### YOUR TASK
Copy every line of the records below word for word, leaving out the pictures.

Data drawn from a collection

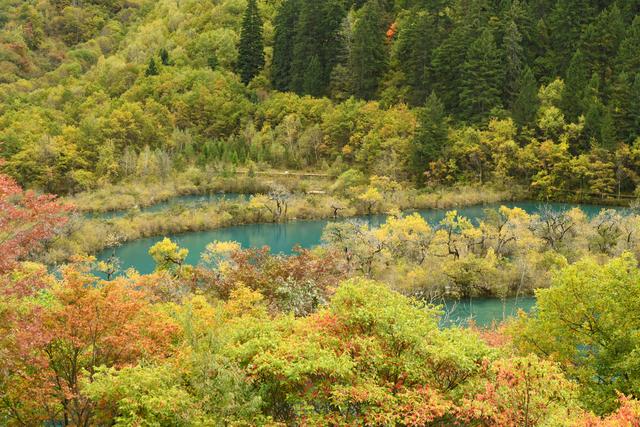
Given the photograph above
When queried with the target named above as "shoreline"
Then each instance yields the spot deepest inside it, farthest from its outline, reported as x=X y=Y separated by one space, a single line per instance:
x=108 y=233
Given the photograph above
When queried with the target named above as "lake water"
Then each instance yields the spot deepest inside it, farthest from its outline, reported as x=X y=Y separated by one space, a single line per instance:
x=282 y=238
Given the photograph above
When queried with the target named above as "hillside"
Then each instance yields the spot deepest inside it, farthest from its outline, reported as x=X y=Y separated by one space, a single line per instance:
x=280 y=213
x=526 y=92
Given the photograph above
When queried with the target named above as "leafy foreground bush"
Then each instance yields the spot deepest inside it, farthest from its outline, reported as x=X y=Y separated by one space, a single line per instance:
x=80 y=350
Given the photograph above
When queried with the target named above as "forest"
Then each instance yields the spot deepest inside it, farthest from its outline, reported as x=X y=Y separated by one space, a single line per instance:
x=272 y=212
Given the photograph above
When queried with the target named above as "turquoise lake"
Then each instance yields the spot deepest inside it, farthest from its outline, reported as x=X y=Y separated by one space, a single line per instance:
x=282 y=238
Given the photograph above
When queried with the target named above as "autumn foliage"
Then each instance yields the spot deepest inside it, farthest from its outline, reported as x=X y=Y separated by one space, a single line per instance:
x=26 y=221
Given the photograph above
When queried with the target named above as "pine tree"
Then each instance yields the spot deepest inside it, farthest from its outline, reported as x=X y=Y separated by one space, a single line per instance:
x=164 y=56
x=412 y=54
x=576 y=82
x=482 y=79
x=628 y=59
x=514 y=61
x=368 y=57
x=601 y=40
x=152 y=68
x=525 y=105
x=621 y=107
x=595 y=112
x=285 y=24
x=316 y=35
x=251 y=48
x=449 y=57
x=431 y=135
x=313 y=78
x=566 y=21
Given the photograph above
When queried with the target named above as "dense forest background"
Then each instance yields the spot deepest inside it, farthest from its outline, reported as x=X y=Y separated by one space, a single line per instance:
x=540 y=93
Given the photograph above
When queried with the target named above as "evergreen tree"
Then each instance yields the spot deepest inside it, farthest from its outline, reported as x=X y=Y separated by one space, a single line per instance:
x=526 y=104
x=574 y=88
x=152 y=68
x=368 y=58
x=601 y=40
x=431 y=135
x=417 y=39
x=621 y=107
x=164 y=56
x=514 y=61
x=628 y=59
x=251 y=48
x=450 y=56
x=317 y=34
x=285 y=24
x=212 y=61
x=595 y=113
x=566 y=21
x=313 y=83
x=482 y=79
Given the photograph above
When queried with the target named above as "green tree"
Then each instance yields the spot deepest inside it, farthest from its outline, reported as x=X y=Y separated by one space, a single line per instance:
x=285 y=25
x=526 y=103
x=317 y=45
x=412 y=52
x=623 y=107
x=152 y=68
x=583 y=320
x=600 y=42
x=514 y=61
x=164 y=56
x=251 y=48
x=368 y=59
x=482 y=79
x=565 y=21
x=431 y=135
x=628 y=59
x=577 y=80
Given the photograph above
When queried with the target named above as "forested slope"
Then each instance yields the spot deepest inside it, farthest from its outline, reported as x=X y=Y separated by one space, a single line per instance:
x=541 y=93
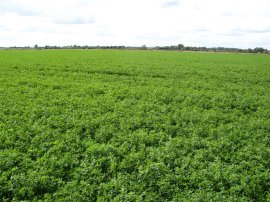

### PROBLEM SOLUTION
Given the photograph above
When queried with the target named above as "shoreline"
Then each instance yields the spot deepest inside it, farthest from its outline, reported as x=X y=Y separated by one space, a single line per instance:
x=108 y=233
Given the photograph above
When queried with the target named above as "lake water"
Then each instance yields the spot deepest inside it, farthest from its outline, reported as x=X y=Y separated by one space, a single line per instance:
x=282 y=238
Given the photograph above
When queried with the target named above as "hillside"
Then each instance yields the spot deepest inside it, farthest from its outline, reported as x=X y=Y separated by one space, a single line per instance:
x=280 y=213
x=526 y=92
Given the photograph above
When queried with the target named above as "leafy foreground bush"
Then each instance yields the spot deepest inside it, farthest from its outline, reported as x=X y=Y separated by one space, a single line per instance:
x=80 y=350
Given the photograph above
When queried with the target named above as "forest"
Then each instance yields the spot deepest inside it, farthest from its outline, reported as x=X y=Y separated by one space, a single line per instance:
x=272 y=212
Given the photograph above
When queried with the target named above as "turquoise lake"
Then each instance yields the spot deepest inside it, farthest from its outline, reported as x=X y=Y separated by one space, a single line per instance:
x=282 y=238
Given the photograph above
When queried with the target named above as "autumn foliage"
Then each instance yields the spot deepest inside it, farthest from its outline, reported as x=X y=Y separated by one space, a single line per instance:
x=26 y=221
Given the photograph above
When queried with the target named above as "pine tree"
Then each instance yields the spot deepest inside it, farthest from its outline, reported as x=X y=Y separated by one space, a single line per instance:
x=164 y=56
x=412 y=54
x=576 y=82
x=482 y=79
x=628 y=59
x=514 y=61
x=368 y=57
x=601 y=40
x=152 y=68
x=525 y=105
x=621 y=107
x=595 y=112
x=285 y=24
x=316 y=35
x=251 y=48
x=449 y=57
x=431 y=135
x=313 y=78
x=566 y=21
Given the photograph above
When queried with the target named above as "dense forest background"
Then each instance yields the spot deepest inside it, farthest from its outline, reported as x=X y=Y separated by one space, a single line per instance:
x=540 y=93
Given the photograph above
When queried with the target named above as "evergreen tree"
Then each instance yields the spot deepest inside it, farthest from its outline, reported as x=X y=Y separated by one space, a single line per instance:
x=526 y=104
x=574 y=88
x=152 y=68
x=368 y=58
x=601 y=40
x=431 y=135
x=417 y=39
x=621 y=107
x=164 y=56
x=514 y=61
x=628 y=59
x=251 y=48
x=450 y=56
x=317 y=34
x=285 y=24
x=212 y=61
x=595 y=113
x=566 y=21
x=313 y=83
x=482 y=79
Given the photograph above
When queried with the target named above as "green tree"
Then each instance yields the spot deepest inside it, farthest from its outline, reported as x=X y=Y separated by one space, a single line per instance:
x=285 y=25
x=526 y=103
x=317 y=45
x=412 y=52
x=623 y=107
x=152 y=68
x=583 y=320
x=600 y=42
x=514 y=61
x=164 y=56
x=251 y=48
x=368 y=59
x=482 y=79
x=565 y=21
x=431 y=135
x=628 y=59
x=577 y=80
Given the photograph above
When queried with the target named above as "forested slope"
Then each instance yields the spot deepest inside it, farthest from its outline, reported as x=X y=Y separated by one space, a single line per instance:
x=541 y=93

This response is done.